Objective: Go to the line that contains "Practice step: find the water surface", then write out that line and all that follow to the end of the listing, exactly and without pictures.

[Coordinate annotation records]

=-=-=

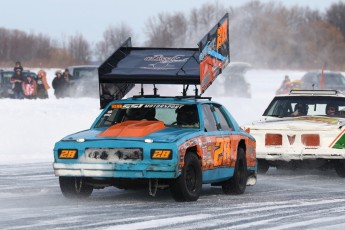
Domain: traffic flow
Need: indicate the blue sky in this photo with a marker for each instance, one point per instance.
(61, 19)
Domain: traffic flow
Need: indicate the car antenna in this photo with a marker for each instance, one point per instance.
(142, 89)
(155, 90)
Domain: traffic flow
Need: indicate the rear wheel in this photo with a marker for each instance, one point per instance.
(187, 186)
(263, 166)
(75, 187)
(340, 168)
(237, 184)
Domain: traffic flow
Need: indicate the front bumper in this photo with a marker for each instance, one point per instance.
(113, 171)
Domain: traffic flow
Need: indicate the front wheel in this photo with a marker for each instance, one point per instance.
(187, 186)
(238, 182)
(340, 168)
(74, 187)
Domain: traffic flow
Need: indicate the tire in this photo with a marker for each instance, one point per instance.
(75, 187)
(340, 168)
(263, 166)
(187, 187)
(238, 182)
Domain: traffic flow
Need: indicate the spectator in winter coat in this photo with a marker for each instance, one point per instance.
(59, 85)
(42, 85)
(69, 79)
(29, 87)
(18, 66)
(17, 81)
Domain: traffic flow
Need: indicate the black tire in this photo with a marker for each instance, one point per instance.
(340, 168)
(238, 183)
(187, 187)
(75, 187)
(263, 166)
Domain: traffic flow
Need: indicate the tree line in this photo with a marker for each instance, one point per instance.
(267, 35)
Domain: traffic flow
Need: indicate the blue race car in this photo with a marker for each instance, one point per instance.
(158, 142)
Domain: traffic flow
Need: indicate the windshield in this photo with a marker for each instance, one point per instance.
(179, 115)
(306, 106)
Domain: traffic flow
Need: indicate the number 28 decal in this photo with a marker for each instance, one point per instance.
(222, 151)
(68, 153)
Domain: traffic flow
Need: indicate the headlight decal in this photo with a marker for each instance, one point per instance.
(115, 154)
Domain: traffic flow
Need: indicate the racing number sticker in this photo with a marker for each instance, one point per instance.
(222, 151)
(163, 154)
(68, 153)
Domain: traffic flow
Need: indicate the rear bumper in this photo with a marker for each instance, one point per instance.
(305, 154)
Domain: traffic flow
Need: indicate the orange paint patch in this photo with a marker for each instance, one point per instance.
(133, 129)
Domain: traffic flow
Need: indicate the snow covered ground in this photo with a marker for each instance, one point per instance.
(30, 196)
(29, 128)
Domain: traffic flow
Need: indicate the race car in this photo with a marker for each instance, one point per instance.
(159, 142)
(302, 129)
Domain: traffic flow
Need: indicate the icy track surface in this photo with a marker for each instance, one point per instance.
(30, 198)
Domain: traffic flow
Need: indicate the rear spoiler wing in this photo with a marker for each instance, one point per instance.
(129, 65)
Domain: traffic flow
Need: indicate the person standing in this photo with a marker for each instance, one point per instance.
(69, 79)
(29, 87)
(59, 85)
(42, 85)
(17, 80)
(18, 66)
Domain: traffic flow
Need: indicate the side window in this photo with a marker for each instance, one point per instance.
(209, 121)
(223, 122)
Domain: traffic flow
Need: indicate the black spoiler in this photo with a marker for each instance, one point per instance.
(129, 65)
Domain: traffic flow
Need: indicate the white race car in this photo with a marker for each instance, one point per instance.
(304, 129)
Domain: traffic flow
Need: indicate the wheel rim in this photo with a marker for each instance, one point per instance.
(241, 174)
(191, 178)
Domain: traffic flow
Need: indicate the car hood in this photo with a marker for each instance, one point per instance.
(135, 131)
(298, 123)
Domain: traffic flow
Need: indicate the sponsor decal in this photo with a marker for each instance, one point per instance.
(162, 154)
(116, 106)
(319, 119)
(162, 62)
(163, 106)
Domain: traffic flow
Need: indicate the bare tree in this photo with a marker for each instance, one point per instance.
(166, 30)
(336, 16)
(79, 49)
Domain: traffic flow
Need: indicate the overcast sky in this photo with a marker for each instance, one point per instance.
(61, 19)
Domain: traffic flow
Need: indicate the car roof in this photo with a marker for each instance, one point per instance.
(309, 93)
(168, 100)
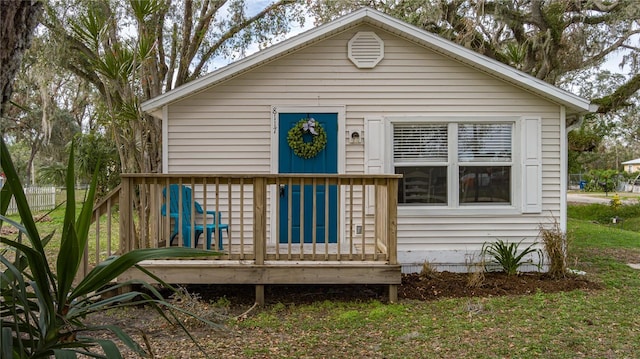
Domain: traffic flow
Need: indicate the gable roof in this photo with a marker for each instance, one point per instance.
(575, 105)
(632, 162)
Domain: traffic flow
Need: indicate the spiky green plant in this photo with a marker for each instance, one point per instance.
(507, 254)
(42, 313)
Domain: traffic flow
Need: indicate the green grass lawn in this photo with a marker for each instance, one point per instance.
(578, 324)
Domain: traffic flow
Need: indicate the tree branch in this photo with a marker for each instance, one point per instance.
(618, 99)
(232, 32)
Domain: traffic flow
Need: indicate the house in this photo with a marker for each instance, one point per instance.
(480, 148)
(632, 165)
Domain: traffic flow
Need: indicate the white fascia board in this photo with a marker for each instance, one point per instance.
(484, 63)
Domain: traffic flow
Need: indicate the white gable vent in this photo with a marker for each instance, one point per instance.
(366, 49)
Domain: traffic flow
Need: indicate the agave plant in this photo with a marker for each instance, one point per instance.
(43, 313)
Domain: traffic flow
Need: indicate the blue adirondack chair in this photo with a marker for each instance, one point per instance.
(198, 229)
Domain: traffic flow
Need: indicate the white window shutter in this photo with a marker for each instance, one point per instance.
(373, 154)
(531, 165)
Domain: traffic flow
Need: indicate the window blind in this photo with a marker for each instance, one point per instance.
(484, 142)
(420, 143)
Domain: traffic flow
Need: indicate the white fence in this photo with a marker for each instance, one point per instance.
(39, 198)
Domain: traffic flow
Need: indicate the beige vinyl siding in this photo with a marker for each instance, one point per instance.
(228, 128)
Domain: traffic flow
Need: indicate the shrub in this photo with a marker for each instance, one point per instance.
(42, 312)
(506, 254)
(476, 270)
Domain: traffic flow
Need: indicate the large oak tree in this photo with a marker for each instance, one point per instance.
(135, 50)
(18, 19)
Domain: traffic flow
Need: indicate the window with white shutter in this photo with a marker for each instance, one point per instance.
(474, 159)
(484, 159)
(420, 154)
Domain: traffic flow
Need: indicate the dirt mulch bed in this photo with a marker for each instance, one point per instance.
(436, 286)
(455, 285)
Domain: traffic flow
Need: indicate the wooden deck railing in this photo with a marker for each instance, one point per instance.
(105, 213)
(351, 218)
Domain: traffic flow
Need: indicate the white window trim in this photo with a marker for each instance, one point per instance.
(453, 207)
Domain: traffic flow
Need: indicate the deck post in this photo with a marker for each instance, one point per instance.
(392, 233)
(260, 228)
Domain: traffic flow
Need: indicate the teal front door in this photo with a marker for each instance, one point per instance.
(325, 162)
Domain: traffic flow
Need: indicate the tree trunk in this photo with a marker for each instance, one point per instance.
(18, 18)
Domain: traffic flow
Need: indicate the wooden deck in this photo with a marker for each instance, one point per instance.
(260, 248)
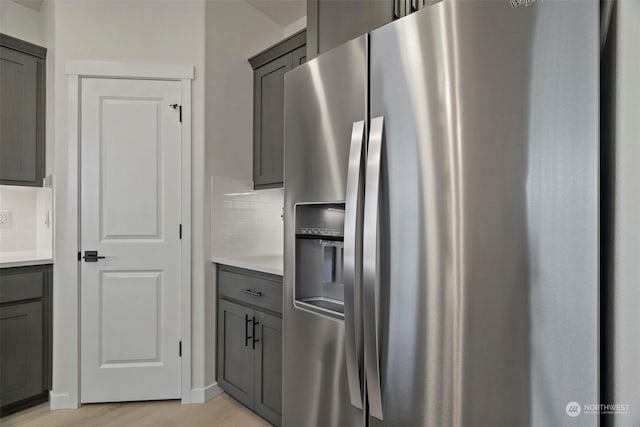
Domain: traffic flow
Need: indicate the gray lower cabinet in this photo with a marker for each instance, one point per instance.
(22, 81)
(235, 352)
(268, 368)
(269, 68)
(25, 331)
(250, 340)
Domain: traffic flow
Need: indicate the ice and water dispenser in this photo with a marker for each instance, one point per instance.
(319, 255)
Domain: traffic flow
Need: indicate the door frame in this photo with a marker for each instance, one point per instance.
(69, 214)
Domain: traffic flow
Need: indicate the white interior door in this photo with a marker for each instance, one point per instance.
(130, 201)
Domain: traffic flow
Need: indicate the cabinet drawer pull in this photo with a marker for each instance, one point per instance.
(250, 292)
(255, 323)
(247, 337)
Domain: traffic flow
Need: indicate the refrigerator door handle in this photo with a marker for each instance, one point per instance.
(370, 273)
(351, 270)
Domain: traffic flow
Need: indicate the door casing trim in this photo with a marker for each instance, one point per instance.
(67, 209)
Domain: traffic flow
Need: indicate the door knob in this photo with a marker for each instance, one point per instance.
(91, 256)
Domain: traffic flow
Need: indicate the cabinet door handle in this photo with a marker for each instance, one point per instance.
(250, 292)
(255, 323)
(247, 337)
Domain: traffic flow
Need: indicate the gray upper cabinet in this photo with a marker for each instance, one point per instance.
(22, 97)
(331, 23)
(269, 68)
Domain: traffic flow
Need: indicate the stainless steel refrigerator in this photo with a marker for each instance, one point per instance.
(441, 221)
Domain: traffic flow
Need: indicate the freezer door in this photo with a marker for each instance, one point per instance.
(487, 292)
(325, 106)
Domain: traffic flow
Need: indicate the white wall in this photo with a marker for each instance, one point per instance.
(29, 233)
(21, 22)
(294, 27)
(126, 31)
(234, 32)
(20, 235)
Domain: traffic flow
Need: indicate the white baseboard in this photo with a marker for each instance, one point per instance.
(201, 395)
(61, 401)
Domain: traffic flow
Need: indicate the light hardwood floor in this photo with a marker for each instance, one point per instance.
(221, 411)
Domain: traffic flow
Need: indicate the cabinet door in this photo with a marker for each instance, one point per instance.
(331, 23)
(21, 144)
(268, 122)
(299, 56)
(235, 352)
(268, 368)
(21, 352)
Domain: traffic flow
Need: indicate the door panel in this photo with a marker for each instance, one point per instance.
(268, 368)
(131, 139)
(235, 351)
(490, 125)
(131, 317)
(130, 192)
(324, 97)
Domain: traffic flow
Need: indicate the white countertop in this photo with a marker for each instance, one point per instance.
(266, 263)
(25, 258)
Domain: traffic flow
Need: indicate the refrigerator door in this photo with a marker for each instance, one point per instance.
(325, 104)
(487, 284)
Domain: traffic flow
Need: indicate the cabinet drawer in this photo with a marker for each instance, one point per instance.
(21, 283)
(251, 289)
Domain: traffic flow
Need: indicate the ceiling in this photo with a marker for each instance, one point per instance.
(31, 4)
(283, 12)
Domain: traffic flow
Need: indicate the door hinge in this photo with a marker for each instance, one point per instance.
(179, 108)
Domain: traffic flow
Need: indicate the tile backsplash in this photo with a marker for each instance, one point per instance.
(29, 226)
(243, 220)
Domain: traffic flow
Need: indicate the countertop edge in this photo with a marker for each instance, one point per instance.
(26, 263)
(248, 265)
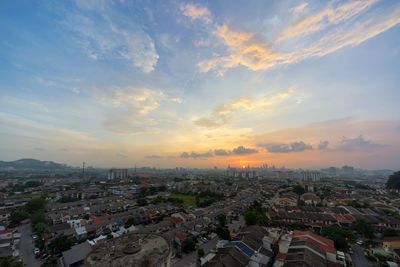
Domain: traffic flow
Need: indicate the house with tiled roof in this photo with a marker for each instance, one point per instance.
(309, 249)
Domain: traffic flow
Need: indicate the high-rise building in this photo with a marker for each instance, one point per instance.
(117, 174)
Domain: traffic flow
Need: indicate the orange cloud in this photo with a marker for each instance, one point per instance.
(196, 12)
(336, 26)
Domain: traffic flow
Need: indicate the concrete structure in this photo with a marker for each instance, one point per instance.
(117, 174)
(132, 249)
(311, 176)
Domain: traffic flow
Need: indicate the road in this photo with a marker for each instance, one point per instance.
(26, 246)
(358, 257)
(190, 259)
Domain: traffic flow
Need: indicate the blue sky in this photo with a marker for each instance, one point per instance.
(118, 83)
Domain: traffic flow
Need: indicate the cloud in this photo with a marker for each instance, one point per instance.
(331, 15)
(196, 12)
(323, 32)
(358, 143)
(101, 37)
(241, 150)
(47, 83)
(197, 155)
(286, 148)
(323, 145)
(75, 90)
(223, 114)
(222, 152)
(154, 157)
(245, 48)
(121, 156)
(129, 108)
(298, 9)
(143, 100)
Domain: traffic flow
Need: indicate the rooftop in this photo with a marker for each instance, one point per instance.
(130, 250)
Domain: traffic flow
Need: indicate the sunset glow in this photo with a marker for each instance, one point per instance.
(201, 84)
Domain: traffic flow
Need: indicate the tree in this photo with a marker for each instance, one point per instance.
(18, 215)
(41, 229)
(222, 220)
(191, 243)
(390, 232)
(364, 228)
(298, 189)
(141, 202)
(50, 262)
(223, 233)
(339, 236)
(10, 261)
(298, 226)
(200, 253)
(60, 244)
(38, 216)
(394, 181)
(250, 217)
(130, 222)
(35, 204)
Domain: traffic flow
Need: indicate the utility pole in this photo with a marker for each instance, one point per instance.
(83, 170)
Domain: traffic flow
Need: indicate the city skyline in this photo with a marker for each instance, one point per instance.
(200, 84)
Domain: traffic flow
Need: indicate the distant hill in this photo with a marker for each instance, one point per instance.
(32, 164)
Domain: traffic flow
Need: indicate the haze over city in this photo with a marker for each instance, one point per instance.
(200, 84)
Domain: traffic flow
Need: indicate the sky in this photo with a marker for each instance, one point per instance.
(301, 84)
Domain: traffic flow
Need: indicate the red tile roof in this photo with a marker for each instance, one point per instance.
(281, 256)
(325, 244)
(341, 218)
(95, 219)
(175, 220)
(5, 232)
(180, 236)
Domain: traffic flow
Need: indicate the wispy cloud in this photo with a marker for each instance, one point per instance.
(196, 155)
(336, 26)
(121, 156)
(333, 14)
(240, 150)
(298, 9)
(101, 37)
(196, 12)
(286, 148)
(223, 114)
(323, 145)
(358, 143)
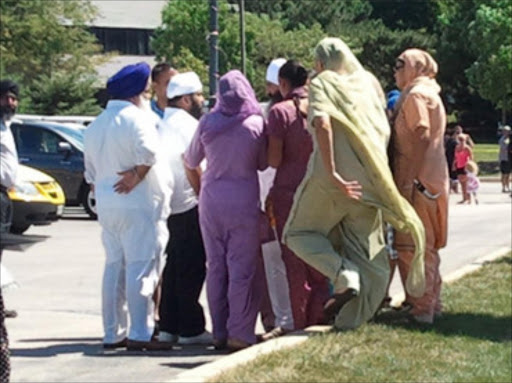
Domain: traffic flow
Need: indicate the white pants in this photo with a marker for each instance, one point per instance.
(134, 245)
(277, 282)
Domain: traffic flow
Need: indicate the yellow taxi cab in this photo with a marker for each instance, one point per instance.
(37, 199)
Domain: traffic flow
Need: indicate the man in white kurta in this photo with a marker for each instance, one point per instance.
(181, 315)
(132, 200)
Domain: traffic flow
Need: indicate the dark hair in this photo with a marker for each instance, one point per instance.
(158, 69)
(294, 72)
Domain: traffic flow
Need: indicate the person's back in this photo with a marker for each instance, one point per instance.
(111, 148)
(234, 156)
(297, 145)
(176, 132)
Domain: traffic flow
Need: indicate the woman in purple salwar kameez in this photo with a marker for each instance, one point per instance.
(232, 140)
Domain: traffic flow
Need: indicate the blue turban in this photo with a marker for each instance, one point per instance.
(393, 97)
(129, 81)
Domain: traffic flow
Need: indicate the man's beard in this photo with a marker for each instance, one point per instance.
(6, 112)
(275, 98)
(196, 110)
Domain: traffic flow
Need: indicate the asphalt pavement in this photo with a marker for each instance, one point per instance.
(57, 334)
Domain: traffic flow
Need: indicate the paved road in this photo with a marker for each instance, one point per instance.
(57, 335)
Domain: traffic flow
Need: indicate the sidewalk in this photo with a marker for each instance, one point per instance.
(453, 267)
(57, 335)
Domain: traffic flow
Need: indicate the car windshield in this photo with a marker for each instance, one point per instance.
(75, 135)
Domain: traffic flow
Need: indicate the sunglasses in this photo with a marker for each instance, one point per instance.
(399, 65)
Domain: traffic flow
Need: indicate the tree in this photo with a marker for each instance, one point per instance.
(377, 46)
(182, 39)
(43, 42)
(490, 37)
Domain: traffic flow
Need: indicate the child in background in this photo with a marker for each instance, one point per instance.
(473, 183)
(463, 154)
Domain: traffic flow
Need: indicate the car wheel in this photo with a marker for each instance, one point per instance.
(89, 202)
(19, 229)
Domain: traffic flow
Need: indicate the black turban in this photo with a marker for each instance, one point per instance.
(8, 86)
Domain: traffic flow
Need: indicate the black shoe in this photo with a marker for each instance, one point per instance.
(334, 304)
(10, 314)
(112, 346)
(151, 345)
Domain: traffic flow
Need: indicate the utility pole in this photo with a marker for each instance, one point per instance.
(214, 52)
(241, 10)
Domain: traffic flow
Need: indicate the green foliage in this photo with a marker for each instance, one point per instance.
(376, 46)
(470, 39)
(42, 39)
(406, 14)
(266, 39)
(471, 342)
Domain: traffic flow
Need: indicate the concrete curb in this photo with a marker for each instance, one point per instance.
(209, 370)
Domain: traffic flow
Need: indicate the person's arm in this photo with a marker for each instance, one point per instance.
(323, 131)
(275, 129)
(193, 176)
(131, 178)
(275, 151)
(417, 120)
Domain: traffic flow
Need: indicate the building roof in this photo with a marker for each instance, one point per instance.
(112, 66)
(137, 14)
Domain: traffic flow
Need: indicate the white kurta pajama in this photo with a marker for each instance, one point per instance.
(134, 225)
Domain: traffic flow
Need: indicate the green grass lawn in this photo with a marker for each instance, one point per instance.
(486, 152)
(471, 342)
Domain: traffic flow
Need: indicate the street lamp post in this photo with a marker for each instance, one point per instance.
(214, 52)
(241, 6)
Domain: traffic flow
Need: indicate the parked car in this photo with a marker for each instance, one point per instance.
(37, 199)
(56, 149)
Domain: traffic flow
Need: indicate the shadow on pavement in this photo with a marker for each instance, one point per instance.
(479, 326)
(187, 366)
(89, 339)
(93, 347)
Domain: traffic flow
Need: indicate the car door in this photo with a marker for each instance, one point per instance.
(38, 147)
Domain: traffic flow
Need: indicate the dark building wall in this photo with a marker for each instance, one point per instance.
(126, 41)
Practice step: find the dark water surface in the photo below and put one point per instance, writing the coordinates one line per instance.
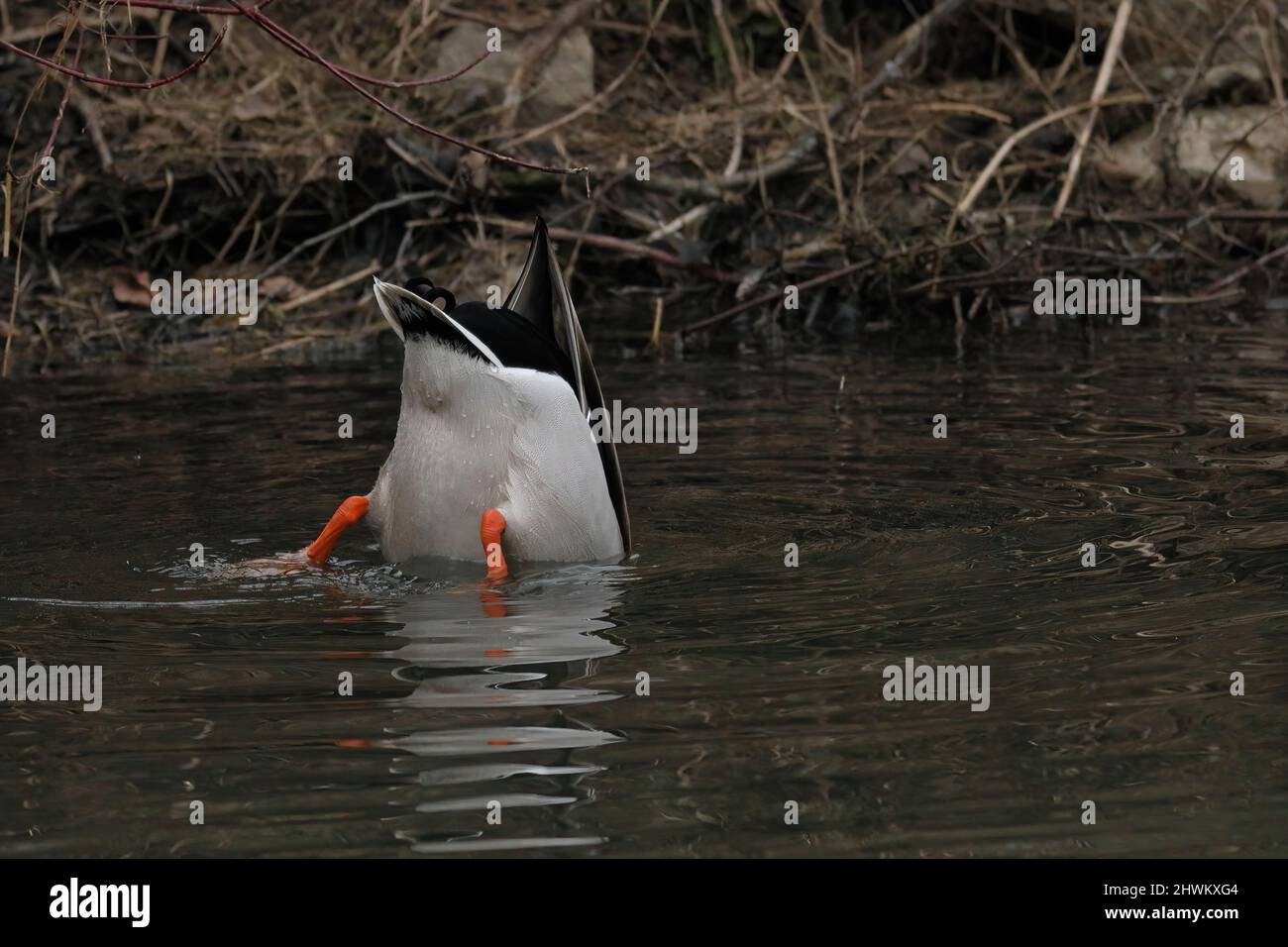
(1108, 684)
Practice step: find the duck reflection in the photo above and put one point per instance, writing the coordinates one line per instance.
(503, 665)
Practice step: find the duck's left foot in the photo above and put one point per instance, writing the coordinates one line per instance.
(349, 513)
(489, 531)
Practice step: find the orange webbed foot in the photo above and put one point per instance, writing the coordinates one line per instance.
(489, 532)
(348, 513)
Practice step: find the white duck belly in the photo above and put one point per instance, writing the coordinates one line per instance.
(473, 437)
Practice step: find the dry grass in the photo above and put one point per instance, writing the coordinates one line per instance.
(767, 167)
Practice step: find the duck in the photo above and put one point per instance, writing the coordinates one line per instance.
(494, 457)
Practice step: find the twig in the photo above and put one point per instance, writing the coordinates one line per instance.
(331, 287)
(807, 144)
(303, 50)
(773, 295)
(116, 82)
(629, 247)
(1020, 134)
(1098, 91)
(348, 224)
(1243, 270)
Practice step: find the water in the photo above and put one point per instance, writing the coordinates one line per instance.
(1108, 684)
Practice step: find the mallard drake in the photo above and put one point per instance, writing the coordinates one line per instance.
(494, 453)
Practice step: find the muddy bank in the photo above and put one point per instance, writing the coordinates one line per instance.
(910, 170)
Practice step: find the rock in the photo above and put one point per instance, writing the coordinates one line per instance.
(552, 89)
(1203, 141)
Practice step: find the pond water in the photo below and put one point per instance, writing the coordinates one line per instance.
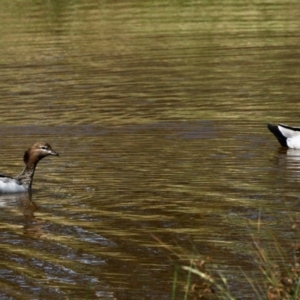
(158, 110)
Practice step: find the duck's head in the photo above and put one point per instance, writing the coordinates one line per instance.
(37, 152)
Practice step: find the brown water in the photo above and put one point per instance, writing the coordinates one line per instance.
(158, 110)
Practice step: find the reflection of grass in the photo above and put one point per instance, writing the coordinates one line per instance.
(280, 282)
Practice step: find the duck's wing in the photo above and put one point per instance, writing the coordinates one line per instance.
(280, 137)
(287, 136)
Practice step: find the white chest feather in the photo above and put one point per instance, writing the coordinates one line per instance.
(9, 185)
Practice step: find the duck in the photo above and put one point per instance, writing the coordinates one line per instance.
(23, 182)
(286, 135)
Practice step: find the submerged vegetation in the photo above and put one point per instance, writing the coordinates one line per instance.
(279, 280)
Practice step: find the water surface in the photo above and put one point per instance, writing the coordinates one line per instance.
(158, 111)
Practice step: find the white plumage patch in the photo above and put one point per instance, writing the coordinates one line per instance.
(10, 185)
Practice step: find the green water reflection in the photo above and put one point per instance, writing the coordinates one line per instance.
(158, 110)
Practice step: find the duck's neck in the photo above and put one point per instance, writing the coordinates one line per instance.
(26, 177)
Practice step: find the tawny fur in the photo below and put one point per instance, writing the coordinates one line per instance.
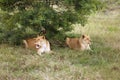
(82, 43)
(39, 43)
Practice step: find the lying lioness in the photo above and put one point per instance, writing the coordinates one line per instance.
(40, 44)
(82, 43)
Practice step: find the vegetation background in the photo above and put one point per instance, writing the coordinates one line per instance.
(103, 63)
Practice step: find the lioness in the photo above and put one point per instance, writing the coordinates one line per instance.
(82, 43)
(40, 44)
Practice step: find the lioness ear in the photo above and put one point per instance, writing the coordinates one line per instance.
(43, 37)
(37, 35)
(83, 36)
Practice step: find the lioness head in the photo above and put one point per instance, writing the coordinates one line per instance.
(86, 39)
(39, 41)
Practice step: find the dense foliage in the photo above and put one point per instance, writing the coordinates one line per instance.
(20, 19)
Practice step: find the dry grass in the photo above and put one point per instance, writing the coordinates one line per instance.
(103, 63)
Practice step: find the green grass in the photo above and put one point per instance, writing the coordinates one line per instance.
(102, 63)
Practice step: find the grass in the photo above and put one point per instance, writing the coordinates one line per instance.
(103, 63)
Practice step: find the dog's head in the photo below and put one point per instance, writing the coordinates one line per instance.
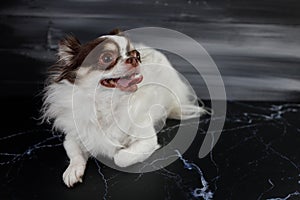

=-=-=

Reply:
Practice step: find the water surface in the photo above and put one point per instance, writing the coordinates one line per instance.
(158, 111)
Practice step: find the white plumage patch in the photo above and put one point per instance, writing the coordinates one line per instance.
(10, 185)
Practice step: find the green water reflection in the photo above and put one point per instance, writing the coordinates one line per instance.
(158, 110)
Practice step: find the duck's neck in the photo above and put one point per instance, writing the coordinates one line per instance.
(26, 177)
Practice step: find the tawny fur in the photo below and put one point per instance, writing the coordinates one line per instance.
(82, 43)
(39, 43)
Practice step: find the lying lioness in the photo above and put one point per instance, writing the coordinates one line per instance.
(40, 44)
(82, 43)
Practice step: find the vegetation background in the photo above and put one point per instance, writing the coordinates one line per instance.
(103, 63)
Practice step: find the lioness in the photo above and put one point per instance, writing the coordinates one line per instance.
(82, 43)
(40, 44)
Practice step: find the lioness ear in the photo above and put one point per instance, writing the coordinates one line per instance.
(43, 37)
(37, 35)
(83, 36)
Practice step: find the lioness head in the photo above and put one point per instance, writing the coordinates one line per instance.
(86, 39)
(39, 41)
Practice step: find the dense foliage in the photo above and put one point per instance, writing the coordinates one line per instance.
(20, 19)
Practice step: find the dry grass in the photo above and put one point per instance, writing the coordinates one line per instance.
(103, 63)
Practice step: find the green grass in the photo above and put one point per instance, writing the coordinates one line per instance.
(102, 63)
Practice step: find the grass in the photo above and put one point per instance, writing the coordinates one line per instance.
(103, 63)
Practice step: find the dog's head in the photo below and put one point per instance, writing the coordinates one line per instance.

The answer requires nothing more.